EXCERTO DO TEXTO
Humano. Feminino. Maternal. “Estou Viva, Estou Viva, Estou Viva”. Quarto livro de Maggie O’Farrell que li nos últimos 2 anos, o que evidencia o quanto me apaixonei pelo seu trabalho desde que li “Hamnet”. A sua escrita não é meramente bela, é dotada de uma capacidade descritiva particular pelo modo como produz parágrafos longamente fluídos descrevendo ações a partir dos seus efeitos psicológicos. Tendo a compará-la, ainda que cada um na sua particularidade, a Jonathan Franzen e Zadie Smith. O conteúdo do que cada um destes tende a expressar não podia ser mais distinto, nomeadamente O’Farrell não é comparável em erudição, mas o seu realismo junto à pele é bastante mais cortante. O modo é tão relevante a ponto de neste livro de memórias discordar várias vezes da sua definição do mundo, mas a intensidade honesta e humilde da forma usada apaga toda a distância que existe entre esse seu mundo e o meu.

CONTEÚDO DOS DADOS

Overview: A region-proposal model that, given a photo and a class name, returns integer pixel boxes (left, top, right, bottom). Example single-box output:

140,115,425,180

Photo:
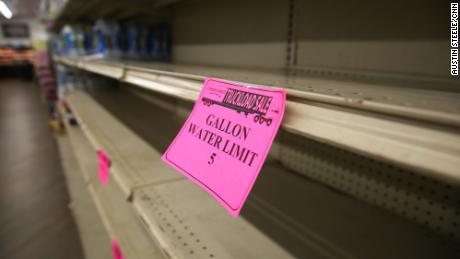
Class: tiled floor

TAREFA A REALIZAR
Transcreve na íntegra, palavra por palavra, o excerto sobre o livro de memórias de Maggie O’Farrell.

RESULTADO DO EXERCÍCIO
Humano. Feminino. Maternal. “Estou Viva, Estou Viva, Estou Viva”. Quarto livro de Maggie O’Farrell que li nos últimos 2 anos, o que evidencia o quanto me apaixonei pelo seu trabalho desde que li “Hamnet”. A sua escrita não é meramente bela, é dotada de uma capacidade descritiva particular pelo modo como produz parágrafos longamente fluídos descrevendo ações a partir dos seus efeitos psicológicos. Tendo a compará-la, ainda que cada um na sua particularidade, a Jonathan Franzen e Zadie Smith. O conteúdo do que cada um destes tende a expressar não podia ser mais distinto, nomeadamente O’Farrell não é comparável em erudição, mas o seu realismo junto à pele é bastante mais cortante. O modo é tão relevante a ponto de neste livro de memórias discordar várias vezes da sua definição do mundo, mas a intensidade honesta e humilde da forma usada apaga toda a distância que existe entre esse seu mundo e o meu.